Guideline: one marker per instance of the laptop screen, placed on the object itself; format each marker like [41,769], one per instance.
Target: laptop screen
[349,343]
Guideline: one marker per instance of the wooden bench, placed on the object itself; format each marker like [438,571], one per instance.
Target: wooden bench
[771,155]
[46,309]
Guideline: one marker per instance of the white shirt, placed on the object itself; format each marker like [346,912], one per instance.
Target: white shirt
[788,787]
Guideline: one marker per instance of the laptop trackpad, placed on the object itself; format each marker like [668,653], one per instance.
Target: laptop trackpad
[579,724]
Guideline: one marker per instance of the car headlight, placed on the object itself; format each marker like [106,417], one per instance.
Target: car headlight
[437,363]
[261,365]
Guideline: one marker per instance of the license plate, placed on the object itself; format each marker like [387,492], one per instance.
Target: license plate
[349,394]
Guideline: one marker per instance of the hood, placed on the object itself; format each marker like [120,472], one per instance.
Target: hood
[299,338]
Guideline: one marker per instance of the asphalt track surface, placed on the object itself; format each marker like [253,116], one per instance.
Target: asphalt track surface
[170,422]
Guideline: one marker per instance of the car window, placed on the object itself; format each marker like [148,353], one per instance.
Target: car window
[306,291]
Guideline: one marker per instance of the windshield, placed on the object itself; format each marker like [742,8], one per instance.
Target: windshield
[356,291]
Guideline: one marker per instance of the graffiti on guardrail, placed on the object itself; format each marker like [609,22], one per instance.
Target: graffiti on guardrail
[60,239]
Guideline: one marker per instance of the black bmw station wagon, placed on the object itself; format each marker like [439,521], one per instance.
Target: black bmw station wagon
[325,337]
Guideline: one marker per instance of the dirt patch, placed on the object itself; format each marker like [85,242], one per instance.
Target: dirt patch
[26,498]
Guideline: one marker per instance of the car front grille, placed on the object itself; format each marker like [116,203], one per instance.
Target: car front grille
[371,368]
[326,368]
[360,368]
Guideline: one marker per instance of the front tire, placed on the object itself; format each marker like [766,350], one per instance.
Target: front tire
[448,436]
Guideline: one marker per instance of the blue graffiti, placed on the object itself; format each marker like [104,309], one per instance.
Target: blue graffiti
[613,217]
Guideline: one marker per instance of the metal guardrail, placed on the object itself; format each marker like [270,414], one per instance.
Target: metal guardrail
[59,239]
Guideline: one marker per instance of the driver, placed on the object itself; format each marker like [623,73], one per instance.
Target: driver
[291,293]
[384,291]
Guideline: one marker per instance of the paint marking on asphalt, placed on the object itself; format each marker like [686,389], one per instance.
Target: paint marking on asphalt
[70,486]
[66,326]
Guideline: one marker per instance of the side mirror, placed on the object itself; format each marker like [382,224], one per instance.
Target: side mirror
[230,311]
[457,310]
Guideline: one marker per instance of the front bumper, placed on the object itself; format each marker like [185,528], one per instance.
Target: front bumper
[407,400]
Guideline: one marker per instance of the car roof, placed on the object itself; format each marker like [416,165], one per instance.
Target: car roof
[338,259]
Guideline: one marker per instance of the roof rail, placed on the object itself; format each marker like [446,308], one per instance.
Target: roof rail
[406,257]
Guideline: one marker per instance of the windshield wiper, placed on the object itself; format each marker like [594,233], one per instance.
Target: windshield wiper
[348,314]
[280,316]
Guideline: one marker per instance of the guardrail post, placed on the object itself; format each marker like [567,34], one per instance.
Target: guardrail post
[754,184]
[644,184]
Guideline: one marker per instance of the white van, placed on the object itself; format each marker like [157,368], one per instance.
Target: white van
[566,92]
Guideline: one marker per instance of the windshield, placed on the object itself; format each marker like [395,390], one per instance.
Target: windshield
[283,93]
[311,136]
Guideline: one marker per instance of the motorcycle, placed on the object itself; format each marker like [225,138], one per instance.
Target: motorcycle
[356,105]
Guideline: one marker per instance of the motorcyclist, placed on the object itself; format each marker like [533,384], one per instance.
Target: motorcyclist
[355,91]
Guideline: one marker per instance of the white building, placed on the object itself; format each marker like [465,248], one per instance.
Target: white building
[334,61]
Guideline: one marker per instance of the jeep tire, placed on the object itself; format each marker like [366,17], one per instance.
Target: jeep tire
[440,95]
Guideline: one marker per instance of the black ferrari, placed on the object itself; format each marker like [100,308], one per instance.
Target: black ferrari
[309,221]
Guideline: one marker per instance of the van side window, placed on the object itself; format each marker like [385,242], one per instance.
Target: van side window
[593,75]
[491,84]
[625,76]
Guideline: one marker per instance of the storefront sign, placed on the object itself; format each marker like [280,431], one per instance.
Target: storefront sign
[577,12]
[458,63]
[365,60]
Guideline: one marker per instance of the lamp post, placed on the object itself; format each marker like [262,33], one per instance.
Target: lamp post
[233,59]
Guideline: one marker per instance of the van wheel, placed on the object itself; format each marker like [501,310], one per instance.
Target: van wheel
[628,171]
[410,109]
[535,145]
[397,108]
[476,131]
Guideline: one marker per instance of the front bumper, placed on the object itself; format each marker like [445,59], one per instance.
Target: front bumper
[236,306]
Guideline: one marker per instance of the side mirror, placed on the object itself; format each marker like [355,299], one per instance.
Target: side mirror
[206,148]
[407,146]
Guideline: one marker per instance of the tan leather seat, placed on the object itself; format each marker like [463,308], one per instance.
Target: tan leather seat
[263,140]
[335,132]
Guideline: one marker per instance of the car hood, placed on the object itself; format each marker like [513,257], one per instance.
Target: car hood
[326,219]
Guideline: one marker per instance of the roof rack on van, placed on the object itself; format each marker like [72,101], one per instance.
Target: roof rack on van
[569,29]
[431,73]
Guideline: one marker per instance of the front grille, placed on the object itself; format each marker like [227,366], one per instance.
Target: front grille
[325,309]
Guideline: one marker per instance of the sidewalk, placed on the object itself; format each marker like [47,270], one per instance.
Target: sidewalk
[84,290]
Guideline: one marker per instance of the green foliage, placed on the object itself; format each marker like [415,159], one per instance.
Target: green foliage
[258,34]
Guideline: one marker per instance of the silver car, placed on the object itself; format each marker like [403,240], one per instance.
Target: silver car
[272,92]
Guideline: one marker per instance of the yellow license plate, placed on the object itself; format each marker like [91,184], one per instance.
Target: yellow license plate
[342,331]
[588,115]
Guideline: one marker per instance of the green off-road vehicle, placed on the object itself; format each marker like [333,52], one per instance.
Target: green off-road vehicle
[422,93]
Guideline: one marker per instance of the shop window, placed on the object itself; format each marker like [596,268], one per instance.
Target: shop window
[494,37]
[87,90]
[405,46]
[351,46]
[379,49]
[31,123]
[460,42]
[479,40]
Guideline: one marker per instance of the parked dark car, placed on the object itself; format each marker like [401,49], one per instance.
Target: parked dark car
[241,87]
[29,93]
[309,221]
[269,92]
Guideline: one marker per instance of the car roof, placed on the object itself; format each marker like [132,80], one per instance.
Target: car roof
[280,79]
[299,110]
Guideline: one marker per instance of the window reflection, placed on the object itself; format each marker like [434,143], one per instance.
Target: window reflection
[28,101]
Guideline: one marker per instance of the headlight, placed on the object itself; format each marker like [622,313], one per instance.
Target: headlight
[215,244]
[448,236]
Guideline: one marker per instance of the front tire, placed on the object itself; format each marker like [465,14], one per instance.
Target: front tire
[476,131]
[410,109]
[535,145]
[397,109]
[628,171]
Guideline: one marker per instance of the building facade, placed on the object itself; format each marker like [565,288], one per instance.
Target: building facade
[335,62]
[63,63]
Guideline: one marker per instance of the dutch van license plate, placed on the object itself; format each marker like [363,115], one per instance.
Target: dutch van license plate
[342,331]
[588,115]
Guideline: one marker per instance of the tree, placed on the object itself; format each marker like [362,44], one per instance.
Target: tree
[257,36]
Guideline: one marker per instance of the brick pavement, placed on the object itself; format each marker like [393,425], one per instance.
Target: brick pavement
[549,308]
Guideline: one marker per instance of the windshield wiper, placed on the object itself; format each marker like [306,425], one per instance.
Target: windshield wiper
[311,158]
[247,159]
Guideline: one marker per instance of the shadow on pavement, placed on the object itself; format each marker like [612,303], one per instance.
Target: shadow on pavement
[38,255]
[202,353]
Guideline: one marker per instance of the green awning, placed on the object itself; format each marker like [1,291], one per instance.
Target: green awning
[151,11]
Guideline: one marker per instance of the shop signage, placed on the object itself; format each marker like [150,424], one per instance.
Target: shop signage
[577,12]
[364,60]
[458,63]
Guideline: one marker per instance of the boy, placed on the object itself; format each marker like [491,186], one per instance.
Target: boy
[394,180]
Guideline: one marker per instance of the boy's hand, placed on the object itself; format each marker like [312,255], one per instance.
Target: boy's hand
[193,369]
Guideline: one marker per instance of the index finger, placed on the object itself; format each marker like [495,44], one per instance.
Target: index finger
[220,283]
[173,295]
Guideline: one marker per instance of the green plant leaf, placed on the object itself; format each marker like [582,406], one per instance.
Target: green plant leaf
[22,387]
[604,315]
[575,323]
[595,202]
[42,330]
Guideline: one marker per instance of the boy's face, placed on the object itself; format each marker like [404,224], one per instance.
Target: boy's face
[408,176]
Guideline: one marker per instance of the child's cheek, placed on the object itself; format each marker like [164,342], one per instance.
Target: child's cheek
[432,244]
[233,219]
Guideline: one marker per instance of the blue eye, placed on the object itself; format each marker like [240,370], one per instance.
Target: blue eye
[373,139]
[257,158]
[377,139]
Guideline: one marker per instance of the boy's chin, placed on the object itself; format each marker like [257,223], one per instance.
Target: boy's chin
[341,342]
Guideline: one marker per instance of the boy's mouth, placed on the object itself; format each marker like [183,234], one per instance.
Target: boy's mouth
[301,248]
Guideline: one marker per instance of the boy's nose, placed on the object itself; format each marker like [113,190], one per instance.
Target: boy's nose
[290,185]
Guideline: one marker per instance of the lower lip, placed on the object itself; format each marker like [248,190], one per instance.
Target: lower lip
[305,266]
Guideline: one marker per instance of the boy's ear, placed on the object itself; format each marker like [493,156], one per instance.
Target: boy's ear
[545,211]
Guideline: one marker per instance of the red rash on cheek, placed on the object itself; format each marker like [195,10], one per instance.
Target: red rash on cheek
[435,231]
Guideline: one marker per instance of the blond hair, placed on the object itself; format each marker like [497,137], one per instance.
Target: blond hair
■ ■ ■
## WRITTEN TASK:
Extract, verbatim, the lines from the one containing "Guideline: one marker per instance of the boy, placed" through the last line of the listing above.

## TASK SOLUTION:
Guideline: one marker per instance of the boy, placed on the object itself; format each marker like [491,186], one per instance.
Target: boy
[394,180]
Guideline: one marker per instance of the boy's hand, placed on the object itself; format each marker like [312,255], one per instance.
Target: boy's hand
[193,369]
Guideline: one marker per instance of the index finger, placed on the object itself; format each marker like [495,44], one per instance.
Target: index finger
[220,283]
[173,295]
Guideline: one marker per instance of the green plant leaf, placed on the object itself; format each marker like [582,406], one per instance.
Target: green plant leaf
[22,387]
[604,315]
[575,323]
[595,202]
[42,330]
Guideline: one marker per instance of the boy's face, placed on the object itself; format each marker like [404,224], one per instance.
Target: boy's face
[408,176]
Guideline: one marker per instance of the child's cheek, placed on the object itself; format each marker like [164,342], one per instance.
Target: child's cheek
[432,244]
[233,219]
Guideline: one marker per instance of the blue eye, placed on the object itself; format each marker like [240,370], one per instance.
Target: blue eye
[373,139]
[257,158]
[377,139]
Guideline: one marker per instance of the boy's chin, placed on the object itself; format each marker like [257,223], one per instance.
Target: boy's chin
[341,342]
Guideline: one marker per instance of the boy's mouth, placed on the object itself; format each marker like [183,234], one per instance.
Target: boy's mouth
[301,248]
Guideline: one marker per instance of the boy's nose, placed on the object itself; format each marker like [113,190], one per instance.
Target: boy's nose
[290,185]
Guideline: one marker per instance of the lower lip, placed on the object itself; format each marker like [248,190], one per instance.
Target: lower lip
[305,266]
Guideline: one marker per instance of the boy's ear, placed on the object itself; format each marker like [493,156], one per instance.
Target: boy's ear
[545,211]
Guideline: one marker per instance of the red rash on cheek, placed on the object itself; format each marker like [195,10], one per instance.
Target: red rash on cheek
[435,231]
Guideline: one marker per instance of the blond hair, placed on the object itself; format each marker like [497,137], one per instance.
Target: blond hair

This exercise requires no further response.